## TASK TO COMPLETE
Please edit the records from the line containing "segment --target light" down to the line containing "515 277 L 522", both included, by replacing "separate" with "distinct". Return only those lines, with nothing else changed.

## SOURCE MATERIAL

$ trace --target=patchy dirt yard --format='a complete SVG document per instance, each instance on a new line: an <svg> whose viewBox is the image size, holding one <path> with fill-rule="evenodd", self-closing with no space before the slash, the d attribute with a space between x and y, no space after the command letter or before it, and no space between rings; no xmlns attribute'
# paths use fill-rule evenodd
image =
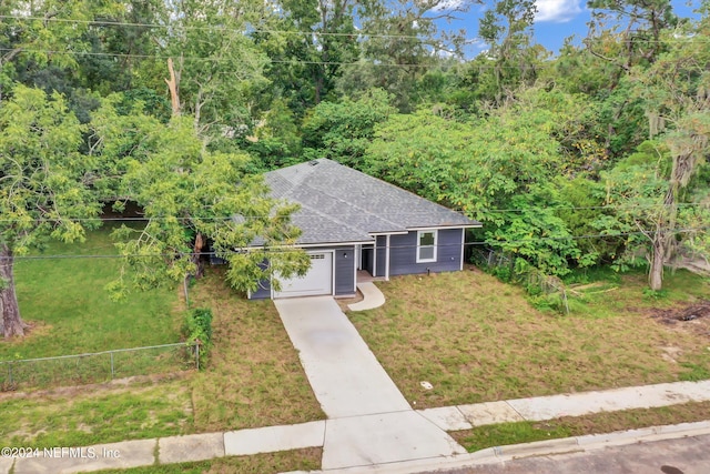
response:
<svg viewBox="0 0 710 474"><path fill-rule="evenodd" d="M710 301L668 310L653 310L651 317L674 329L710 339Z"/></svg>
* * *
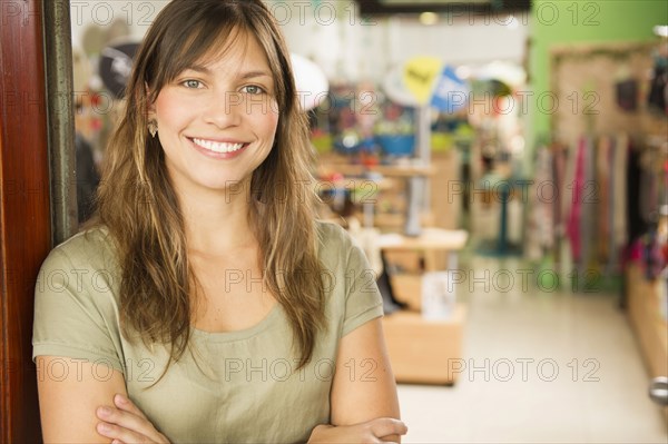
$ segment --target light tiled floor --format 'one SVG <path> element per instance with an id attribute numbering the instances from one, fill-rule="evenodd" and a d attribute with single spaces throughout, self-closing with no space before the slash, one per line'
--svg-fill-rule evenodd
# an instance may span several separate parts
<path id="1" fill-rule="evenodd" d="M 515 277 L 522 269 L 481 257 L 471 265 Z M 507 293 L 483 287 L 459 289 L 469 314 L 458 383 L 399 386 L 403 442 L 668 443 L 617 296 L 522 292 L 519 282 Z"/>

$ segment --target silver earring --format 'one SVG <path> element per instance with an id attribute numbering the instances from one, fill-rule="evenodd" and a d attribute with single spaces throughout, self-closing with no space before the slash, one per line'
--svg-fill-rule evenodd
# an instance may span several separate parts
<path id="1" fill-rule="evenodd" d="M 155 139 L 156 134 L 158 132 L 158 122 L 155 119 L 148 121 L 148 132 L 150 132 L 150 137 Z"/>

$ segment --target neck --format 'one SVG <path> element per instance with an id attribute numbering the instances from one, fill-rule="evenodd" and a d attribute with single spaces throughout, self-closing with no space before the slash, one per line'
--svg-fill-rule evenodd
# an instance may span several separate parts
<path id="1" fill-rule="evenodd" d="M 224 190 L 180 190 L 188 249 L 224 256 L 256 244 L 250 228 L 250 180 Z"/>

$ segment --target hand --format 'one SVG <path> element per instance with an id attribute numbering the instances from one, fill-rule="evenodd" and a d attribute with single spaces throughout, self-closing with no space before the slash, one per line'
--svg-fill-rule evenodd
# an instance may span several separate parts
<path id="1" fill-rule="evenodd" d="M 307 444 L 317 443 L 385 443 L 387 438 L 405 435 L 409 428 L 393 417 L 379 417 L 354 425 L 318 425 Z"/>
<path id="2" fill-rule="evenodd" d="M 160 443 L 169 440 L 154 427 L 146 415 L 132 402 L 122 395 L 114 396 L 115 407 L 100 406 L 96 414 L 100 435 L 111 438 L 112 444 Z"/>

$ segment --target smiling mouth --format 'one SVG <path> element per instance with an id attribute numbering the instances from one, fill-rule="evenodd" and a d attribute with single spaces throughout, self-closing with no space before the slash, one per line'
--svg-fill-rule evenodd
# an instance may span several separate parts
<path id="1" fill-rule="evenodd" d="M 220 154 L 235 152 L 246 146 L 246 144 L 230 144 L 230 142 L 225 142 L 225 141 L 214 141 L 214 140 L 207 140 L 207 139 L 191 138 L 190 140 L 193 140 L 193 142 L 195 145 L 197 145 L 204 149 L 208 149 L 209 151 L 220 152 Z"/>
---
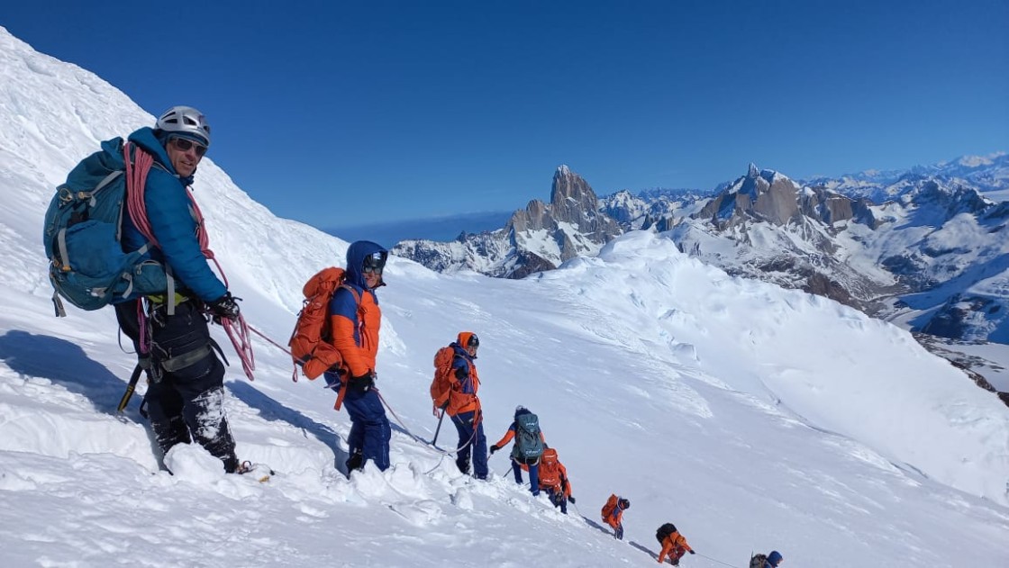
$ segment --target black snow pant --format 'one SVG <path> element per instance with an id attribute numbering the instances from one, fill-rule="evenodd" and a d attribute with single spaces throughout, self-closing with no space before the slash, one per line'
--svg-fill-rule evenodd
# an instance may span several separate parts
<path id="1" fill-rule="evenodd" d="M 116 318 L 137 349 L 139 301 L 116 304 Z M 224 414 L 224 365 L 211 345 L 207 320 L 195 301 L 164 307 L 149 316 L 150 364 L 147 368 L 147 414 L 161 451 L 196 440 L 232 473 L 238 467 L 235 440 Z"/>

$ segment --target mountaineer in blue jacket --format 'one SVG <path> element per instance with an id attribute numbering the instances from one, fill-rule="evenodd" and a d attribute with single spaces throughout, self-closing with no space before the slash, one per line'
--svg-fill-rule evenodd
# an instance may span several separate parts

## PROBLEM SOLUTION
$ segment --target light tiled floor --format 'one SVG <path> element per instance with an id attribute numbering the instances from one, fill-rule="evenodd" and a d attribute with single spaces throughout, self-closing with no space before the slash, one per line'
--svg-fill-rule evenodd
# an instance may span several distinct parts
<path id="1" fill-rule="evenodd" d="M 515 277 L 522 269 L 481 257 L 471 265 Z M 507 293 L 483 287 L 459 289 L 469 314 L 458 383 L 399 386 L 403 442 L 668 443 L 617 296 L 522 292 L 519 282 Z"/>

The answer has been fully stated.